→ Passage provided:
Attempt at the preparation of succinic acid via hydrogenation of fumaric acid, a failure


1. Introduction
This report describes an attempt to make succinic acid by the hydrogenation of fumaric acid:



The purpose of this experiment was not only to obtain succinic acid but to evaluate the apparatus and gain further hydrogenation experience using a metal catalyst.

The procedure used was based on that for preparing succinic acid in Vogel (ref 1). Although the Vogel procedure specifies maleic acid as precursor Ullmann (ref 2) indicates that it can also be made from fumaric acid, its geometric isomer. However, I could not find any procedure specifying fumaric acid as precursor. The apparatus used was essentially that in Pavia (ref 3) for the preparation of methyl stearate from methyl oleate via hydrogenation.

→ Data lines:
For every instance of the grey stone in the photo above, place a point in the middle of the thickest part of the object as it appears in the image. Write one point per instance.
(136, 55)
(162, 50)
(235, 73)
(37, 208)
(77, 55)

→ Brief A: For each statement, say whether it agrees with the succinic acid report, and quote the words that decide it: (i) The Vogel procedure specifies fumaric acid as the precursor. (ii) The apparatus came from a Pavia procedure for making methyl stearate from methyl oleate. (iii) Obtaining succinic acid was the sole purpose of the experiment.
→ Brief B: Write the next part of the succinic acid report, starting after its last sentence.
The data plays no part in this.

→ Answer A:
(i) No: "Although the Vogel procedure specifies maleic acid as precursor"
(ii) Yes: "The apparatus used was essentially that in Pavia (ref 3) for the preparation of methyl stearate from methyl oleate via hydrogenation."
(iii) No: "The purpose of this experiment was not only to obtain succinic acid but to evaluate the apparatus and gain further hydrogenation experience using a metal catalyst."

→ Answer B:
2. Reagents
6.9g fumaric acid
1.4g 5% Pd/C
100ml absolute ethanol
100ml 6M H2SO4
14.4g mossy Zn
10ml mineral oil
CaCl2 granules


Reagents

3. Equipment
250ml 2-neck RBF, 19/22
125ml Buchner funnel flask
50mL p-e funnel
CaCl2 guard tube
6”test tube with tublature
6mm glass tubing
¼” ID latex tubing
centrifuge w/4 test tubes
5” evaporating dish
magnetic stir bars
magnetic stirrer
magnetic stirrer-hotplate
2ea 1-hole #2 rubber stoppers
19/22 adapters w/tublature
7cm Buchner filter

4. Safety
The 5%Pd/C can catalyse a violent combustion at room temperature. Therefore, great care must be exercised when adding it in the presence of combustible vapors and air. When loading the light fluffy Pd/C it is important to get it fully submerged in the solvent, avoiding leaving any deposits on the interior walls of the reaction vessel.

During my only other hydrogenation, in a school lab, methyl oleate was dissolved in methanol in the reaction vessel. As I was loading the 10% Pd/C into the vessel there was a small but loud explosion. At that time I gained a healthy respect for metal catalysts.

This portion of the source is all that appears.